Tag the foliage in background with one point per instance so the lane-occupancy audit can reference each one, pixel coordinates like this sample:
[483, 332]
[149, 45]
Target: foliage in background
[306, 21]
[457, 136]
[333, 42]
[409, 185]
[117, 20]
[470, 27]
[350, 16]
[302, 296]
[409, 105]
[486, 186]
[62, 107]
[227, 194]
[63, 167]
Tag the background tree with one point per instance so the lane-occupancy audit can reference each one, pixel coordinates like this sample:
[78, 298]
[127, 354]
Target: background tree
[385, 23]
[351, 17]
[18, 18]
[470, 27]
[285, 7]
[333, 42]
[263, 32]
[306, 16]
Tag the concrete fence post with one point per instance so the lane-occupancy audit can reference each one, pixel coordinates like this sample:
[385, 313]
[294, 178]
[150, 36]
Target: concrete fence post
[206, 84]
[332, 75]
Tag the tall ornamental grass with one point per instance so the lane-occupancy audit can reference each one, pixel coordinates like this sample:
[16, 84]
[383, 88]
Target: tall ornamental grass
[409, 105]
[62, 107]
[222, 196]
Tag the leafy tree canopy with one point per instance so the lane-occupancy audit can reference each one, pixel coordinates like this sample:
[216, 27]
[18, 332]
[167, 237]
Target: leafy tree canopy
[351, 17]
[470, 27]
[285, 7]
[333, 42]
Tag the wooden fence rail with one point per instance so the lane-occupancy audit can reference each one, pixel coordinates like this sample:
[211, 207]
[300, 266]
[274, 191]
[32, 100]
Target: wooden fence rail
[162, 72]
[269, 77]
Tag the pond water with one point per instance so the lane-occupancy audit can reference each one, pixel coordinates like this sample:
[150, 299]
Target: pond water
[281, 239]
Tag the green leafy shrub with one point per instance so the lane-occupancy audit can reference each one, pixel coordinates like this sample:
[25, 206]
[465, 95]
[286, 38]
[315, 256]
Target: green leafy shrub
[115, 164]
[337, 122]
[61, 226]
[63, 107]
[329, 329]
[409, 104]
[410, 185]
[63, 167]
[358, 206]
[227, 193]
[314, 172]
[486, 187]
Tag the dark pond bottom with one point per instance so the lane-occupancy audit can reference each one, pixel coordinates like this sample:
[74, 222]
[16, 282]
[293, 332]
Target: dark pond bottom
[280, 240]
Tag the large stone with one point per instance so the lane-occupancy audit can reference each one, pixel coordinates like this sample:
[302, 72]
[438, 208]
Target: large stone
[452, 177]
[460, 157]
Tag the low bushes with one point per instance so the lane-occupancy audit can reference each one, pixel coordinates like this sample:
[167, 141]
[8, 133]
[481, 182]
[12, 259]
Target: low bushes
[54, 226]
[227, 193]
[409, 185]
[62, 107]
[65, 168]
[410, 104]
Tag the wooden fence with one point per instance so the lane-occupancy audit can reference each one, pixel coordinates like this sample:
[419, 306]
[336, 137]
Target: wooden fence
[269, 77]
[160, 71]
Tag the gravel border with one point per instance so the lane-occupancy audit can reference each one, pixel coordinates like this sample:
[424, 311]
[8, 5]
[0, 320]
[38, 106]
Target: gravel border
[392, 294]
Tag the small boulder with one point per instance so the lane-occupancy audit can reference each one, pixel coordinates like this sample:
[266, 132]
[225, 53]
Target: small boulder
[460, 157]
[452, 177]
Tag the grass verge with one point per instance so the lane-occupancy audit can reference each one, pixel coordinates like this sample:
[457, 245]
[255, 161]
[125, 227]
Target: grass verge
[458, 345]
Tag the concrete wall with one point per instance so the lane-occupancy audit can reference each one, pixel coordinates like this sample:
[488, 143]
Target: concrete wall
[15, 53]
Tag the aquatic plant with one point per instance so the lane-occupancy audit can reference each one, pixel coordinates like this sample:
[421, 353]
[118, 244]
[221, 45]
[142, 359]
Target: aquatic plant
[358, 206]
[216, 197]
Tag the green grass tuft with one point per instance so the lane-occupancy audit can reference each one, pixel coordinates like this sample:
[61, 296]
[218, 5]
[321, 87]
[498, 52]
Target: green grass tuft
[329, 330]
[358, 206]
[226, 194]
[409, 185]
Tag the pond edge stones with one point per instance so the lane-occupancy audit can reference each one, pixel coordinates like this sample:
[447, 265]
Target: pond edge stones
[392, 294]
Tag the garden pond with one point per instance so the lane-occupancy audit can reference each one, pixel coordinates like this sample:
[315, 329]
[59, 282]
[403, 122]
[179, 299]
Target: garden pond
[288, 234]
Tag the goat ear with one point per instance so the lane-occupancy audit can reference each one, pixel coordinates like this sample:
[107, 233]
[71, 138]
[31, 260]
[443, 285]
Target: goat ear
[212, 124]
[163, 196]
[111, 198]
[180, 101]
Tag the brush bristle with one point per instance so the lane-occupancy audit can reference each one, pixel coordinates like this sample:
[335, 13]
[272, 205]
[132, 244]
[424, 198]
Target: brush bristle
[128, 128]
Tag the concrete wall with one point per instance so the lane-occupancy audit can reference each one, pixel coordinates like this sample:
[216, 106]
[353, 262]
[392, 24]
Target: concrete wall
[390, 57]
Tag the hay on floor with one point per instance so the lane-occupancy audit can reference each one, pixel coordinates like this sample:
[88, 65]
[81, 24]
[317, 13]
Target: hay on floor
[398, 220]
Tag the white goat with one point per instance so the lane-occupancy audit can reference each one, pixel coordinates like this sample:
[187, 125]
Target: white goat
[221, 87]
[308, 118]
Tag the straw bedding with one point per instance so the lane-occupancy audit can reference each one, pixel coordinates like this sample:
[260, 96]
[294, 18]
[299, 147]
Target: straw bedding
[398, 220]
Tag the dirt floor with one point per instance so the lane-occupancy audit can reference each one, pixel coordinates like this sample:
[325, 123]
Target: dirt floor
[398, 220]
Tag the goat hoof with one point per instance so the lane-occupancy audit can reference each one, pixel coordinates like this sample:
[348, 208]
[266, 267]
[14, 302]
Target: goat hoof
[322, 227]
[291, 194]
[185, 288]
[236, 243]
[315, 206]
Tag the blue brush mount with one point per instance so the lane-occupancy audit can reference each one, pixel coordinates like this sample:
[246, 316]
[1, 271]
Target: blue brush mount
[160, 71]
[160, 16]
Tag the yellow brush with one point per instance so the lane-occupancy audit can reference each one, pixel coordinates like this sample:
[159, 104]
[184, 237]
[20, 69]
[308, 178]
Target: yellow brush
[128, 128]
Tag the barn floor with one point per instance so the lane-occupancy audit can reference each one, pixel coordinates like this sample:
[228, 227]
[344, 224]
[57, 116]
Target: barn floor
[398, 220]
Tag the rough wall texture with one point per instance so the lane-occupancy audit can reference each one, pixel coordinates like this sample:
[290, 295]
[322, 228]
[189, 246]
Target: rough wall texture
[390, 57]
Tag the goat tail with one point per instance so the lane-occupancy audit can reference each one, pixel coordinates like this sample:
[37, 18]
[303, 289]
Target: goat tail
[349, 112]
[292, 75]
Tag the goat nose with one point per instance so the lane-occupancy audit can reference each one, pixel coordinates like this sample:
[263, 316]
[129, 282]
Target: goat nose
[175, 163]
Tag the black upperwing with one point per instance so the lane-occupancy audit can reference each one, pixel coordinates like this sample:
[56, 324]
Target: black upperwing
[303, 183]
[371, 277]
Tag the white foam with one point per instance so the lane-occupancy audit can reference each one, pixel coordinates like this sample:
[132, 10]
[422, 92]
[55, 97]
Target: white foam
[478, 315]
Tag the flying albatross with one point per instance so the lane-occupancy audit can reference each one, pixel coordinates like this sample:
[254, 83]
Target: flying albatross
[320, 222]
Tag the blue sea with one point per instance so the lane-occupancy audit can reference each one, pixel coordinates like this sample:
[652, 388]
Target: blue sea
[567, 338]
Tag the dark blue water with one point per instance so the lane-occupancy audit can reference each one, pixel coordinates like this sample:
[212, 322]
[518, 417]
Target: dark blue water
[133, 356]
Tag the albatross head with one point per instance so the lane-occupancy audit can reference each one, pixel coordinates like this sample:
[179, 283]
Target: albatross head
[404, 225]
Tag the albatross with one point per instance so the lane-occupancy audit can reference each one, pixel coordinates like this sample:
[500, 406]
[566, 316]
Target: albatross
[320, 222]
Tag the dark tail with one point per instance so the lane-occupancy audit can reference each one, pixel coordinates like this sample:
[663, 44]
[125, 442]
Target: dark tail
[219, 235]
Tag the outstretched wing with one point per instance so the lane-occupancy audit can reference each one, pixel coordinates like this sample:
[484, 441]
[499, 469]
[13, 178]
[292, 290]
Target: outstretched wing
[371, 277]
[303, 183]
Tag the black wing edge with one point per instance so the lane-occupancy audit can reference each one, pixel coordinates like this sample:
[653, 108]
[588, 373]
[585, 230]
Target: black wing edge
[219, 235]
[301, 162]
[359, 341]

▶ Challenge
Reproduce the records word for word, starting at the line that contains "Tag the albatross head" and continuing through the last line of the records, with both of those lines included.

▶ Finished exercise
Tag the albatross head with one point per instance so the lane-occupancy audit can reference each one, pixel coordinates like this sample:
[179, 283]
Target: albatross head
[404, 225]
Tag the albatross with one point per instance so the lane-occupancy audit can reference each one, pixel coordinates like this sample:
[500, 406]
[566, 316]
Target: albatross
[320, 222]
Tag the dark tail with one point per instance so the lane-occupancy audit can reference each one, pixel coordinates like this sample:
[663, 44]
[125, 442]
Target: dark tail
[219, 235]
Tag the outstretched wing with one point per instance so the lane-occupancy audit can reference each one, pixel coordinates like this sample:
[484, 441]
[499, 469]
[13, 178]
[292, 290]
Target: outstretched wing
[371, 277]
[303, 183]
Tag the black wing edge with one point per instance so the lane-occupancy audit can reference each one, pixel coordinates like this sample:
[653, 108]
[588, 373]
[585, 230]
Target: black wing edge
[219, 235]
[301, 162]
[359, 341]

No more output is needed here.